#### Prompt:
Restate the entries starting with the line with "Isolate green foliage in the image above." and going on through the line with "[428,269,450,285]", substituting "tin roof" for "metal roof" and leaving everything else unchanged.
**********
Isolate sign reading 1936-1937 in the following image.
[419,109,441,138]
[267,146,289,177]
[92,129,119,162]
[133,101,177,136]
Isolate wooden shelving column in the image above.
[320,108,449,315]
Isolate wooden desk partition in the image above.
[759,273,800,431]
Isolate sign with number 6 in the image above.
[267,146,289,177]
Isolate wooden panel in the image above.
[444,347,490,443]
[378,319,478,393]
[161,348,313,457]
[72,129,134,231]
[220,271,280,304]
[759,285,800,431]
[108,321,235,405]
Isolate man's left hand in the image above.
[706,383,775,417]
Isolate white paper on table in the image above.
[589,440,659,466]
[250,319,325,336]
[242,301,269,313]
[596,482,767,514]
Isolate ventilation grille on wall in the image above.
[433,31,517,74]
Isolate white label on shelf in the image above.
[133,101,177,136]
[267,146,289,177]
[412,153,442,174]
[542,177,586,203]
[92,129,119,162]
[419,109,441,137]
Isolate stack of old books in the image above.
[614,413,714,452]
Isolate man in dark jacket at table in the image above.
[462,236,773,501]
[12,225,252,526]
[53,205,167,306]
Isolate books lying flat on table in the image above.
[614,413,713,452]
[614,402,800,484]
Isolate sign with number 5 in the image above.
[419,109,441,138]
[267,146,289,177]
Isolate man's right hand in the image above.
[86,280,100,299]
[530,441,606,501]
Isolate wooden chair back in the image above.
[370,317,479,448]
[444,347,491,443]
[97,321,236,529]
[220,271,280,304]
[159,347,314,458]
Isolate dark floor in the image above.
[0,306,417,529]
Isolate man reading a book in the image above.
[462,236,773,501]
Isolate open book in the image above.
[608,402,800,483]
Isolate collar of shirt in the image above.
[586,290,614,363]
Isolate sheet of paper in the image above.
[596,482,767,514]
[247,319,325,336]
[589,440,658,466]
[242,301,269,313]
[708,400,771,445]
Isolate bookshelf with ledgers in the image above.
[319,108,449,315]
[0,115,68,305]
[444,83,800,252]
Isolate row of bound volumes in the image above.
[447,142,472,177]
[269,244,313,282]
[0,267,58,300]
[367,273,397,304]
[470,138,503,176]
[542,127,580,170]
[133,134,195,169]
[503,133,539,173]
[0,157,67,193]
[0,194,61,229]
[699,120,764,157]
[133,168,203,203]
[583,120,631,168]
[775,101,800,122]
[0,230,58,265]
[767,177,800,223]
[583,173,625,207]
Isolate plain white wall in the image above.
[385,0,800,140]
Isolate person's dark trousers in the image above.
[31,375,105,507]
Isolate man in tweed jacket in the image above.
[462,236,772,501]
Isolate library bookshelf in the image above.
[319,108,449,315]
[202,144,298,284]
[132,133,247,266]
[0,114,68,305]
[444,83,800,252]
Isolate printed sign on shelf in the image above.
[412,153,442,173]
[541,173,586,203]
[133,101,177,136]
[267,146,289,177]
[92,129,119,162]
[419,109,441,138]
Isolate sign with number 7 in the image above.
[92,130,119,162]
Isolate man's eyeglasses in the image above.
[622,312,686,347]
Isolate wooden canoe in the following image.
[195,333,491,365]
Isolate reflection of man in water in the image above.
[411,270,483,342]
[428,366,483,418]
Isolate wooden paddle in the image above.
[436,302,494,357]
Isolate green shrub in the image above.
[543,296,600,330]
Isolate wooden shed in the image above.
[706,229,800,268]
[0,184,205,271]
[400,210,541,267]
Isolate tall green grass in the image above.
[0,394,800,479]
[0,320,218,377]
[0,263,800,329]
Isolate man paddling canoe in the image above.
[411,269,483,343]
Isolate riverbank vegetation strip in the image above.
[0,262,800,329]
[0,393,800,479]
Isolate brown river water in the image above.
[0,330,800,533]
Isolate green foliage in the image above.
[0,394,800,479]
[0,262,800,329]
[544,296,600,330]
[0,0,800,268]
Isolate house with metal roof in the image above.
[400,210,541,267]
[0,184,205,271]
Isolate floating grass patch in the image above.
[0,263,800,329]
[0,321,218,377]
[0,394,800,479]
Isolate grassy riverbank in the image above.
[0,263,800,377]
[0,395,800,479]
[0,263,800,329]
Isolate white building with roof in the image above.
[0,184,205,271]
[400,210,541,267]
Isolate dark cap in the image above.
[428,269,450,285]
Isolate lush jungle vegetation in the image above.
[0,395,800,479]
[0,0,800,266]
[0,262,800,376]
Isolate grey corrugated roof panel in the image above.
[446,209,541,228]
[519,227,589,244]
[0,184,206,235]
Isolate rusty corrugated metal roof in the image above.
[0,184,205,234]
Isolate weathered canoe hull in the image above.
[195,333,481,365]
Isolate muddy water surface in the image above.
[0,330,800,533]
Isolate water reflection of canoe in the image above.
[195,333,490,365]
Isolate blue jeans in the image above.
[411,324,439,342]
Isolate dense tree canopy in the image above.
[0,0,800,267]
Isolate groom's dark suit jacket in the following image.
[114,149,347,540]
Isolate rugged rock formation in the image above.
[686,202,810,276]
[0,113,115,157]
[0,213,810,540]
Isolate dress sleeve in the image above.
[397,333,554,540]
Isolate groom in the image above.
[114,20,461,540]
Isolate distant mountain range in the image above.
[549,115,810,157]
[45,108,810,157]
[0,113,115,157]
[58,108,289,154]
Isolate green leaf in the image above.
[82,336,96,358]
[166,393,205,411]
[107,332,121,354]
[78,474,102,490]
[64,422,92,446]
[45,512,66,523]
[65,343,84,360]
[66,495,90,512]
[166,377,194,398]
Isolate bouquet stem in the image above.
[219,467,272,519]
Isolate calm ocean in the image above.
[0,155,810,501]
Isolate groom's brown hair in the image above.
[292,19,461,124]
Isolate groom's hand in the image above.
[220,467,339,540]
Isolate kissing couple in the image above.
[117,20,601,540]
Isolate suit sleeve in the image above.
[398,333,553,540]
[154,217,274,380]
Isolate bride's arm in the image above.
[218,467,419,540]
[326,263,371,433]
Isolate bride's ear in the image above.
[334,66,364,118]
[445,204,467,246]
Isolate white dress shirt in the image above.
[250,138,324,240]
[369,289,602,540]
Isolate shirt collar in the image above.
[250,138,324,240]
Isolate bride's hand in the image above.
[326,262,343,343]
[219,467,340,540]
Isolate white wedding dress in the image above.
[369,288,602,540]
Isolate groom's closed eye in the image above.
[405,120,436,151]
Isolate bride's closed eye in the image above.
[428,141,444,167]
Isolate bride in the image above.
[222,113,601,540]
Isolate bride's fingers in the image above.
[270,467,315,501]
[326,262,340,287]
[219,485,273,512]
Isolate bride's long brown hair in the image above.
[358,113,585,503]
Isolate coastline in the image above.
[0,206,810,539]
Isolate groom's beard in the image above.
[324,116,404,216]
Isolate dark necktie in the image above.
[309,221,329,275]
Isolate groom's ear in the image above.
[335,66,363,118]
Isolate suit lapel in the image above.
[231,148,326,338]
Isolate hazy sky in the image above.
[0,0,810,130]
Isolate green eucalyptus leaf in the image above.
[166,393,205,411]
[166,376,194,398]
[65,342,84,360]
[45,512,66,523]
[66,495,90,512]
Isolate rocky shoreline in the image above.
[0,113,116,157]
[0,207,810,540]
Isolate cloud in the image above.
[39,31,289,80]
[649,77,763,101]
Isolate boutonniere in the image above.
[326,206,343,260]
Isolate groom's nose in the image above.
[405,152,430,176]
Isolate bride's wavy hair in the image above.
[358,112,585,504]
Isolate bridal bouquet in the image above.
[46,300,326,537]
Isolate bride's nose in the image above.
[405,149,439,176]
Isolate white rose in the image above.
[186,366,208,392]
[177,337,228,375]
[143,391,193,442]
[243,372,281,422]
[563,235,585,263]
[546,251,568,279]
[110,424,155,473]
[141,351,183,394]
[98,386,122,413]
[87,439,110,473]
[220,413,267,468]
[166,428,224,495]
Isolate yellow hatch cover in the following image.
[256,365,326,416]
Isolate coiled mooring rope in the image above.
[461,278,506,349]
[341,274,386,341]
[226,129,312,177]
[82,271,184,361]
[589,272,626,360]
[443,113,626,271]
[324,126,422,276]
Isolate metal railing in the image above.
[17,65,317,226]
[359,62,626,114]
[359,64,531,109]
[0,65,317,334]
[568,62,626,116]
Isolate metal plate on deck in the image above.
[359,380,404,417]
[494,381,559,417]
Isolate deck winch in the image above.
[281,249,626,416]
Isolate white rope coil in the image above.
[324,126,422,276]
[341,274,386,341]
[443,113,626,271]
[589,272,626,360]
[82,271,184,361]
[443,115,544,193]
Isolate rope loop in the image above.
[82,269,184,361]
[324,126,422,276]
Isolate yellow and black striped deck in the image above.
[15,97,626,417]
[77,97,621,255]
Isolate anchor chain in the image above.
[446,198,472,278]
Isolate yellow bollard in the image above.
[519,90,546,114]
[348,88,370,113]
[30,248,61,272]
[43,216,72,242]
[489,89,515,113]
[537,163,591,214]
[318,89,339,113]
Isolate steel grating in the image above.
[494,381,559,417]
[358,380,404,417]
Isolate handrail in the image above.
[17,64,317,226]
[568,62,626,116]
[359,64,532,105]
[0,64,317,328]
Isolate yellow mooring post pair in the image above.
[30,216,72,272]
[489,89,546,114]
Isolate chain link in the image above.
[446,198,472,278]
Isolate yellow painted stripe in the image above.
**********
#### Problem solution:
Isolate green foliage in the image above.
[0,394,800,479]
[0,262,800,329]
[544,296,600,330]
[0,0,800,268]
Isolate house with tin roof in the image above.
[400,210,541,267]
[0,184,205,271]
Isolate floating grass patch in the image above.
[0,263,800,329]
[0,321,218,377]
[0,394,800,479]
Isolate grassy riverbank in the image above.
[0,263,800,377]
[0,395,800,479]
[0,263,800,329]
Isolate white building with roof in the image above.
[0,184,205,271]
[400,210,541,267]
Isolate dark cap in the image above.
[428,269,450,285]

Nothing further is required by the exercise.